● **Required work**:
Using the article on Bermuda's national heroes, answer these:
(a) How many national heroes are on the existing roster?
(b) Which minister said that no new heroes would be added?
(c) What theme was chosen as the focus for this year?

● **Text provided**:
June 14, 2013 at 11:49 a.m.
We need a hero – and the editor of a 400-strong list of Bermuda’s most prominent figures has come up with a few.
Meredith Ebbin, a former Deputy Editor of the the Bermuda Sun and editor of the book Bermuda 1609-2009: 400 Years, 400 Portraits, nominated a handful of heroes after Government said no new names would be added to the national heroes list this year.
Ms Ebbin said: “A national hero is someone who makes a major contribution — someone like Mandela, who is a major figure and often has lost something in the process, or someone who leaves a significant legacy.
“If I had to pick somebody for this year, it would be Dr Eustace Cann and Gladys Misick Morrell.
Ms Ebbin said Dr Cann, who fought to get rid of the property qualification for the vote in the Upper House and backed extending the vote to women, which finally happened in 1944.
She added: “He was somebody who could just have practiced medicine and been very comfortable, but he got into the fray.”
Ms Ebbin said: “His vote was very important when it came to women and the vote, because black MPs were opposed to women getting the vote because of the property vote, which would have meant wealthy women.
“He broke ranks and that’s a sign of courage.”
Ms Ebbin added that Ms Morrell was probably “the only one from the existing group that’s missing.”
She said: “She was a suffragette and that was very unpopular at the time – she suffered for that and she made a difference.”
Ms Ebbin was speaking after Community and Cultural Affairs Minister Wayne Scott said that no new heroes would be added to the existing roster of five.
These are former PLP leader Dame Lois Browne Evans, Pauulu Kamarakafego, former UBP Premier Sir Henry Tucker, pioneering trades unionist and civil rights campaigner Dr EF Gordon and former slave Mary Prince, whose book about the horrors of slavery is still read today.
Mr Scott said: “It was never intended that national heroes be selected every year. For this year, it was determined that we should focus on the ‘Proud to be Bermudian’ theme, whilst also acknowledging past national heroes, as we push on with our social recovery.
Reflect
“Thus there will not be a new national hero for 2013. We will take this year to reflect on on the five national heroes thus far and newspaper notices acknowledging our national heroes are already on display.”
Banners celebrating the five national heroes already named have been placed in appropriate spots around the city.
Ms Ebbin said that other significant contributors to Bermuda society who deserved recognition included pioneering civil rights activist and trades unionist Dr Barbara Ball, 19th century Governor John Lefroy, who fought for educational rights for black children and poor white people and also saved for posterity many of Bermuda’s historical records.
Others she suggested as candidates were Bishop Aubrey Spencer, who founded schools to educate black children and poor white children, MP Dr John Stubbs, who backed civil rights in the 1960s and gay rights in the 1890s and whose bill finally legalised gay sex between consenting adults in 1994.

● **Recorded data**:
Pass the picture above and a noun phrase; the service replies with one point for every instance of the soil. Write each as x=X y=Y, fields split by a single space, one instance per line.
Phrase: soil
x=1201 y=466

● **Written answer**:
(a) Five.
(b) Community and Cultural Affairs Minister Wayne Scott.
(c) "Proud to be Bermudian."